Given task
Please write out all of the data below word for word, leaving out the pictures.

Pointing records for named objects
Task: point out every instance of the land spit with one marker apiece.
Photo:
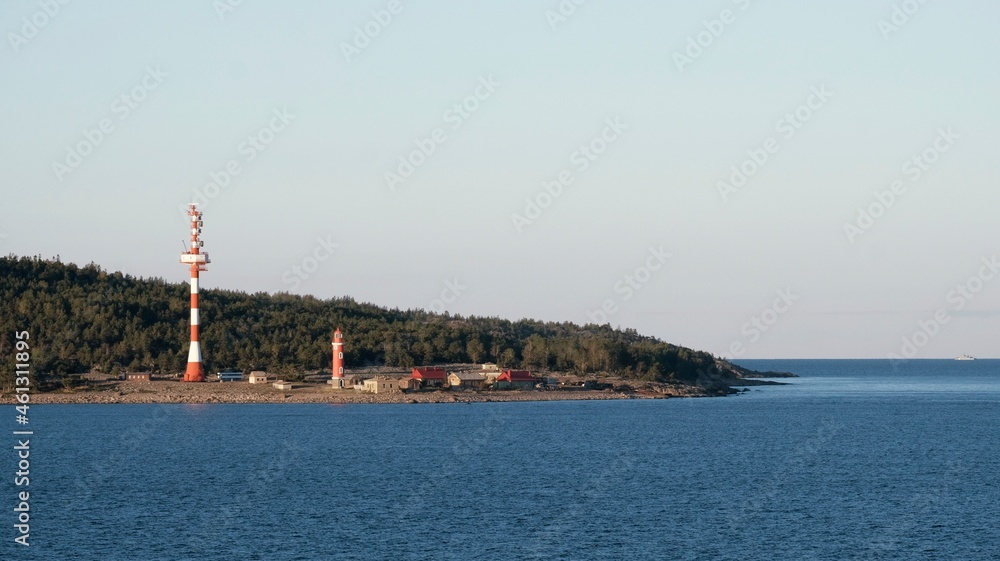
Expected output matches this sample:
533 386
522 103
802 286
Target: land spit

Final result
Task: point out every instance of the land spit with one marker apiece.
Photo:
Expected output matches this sample:
533 386
522 103
802 286
Target: land spit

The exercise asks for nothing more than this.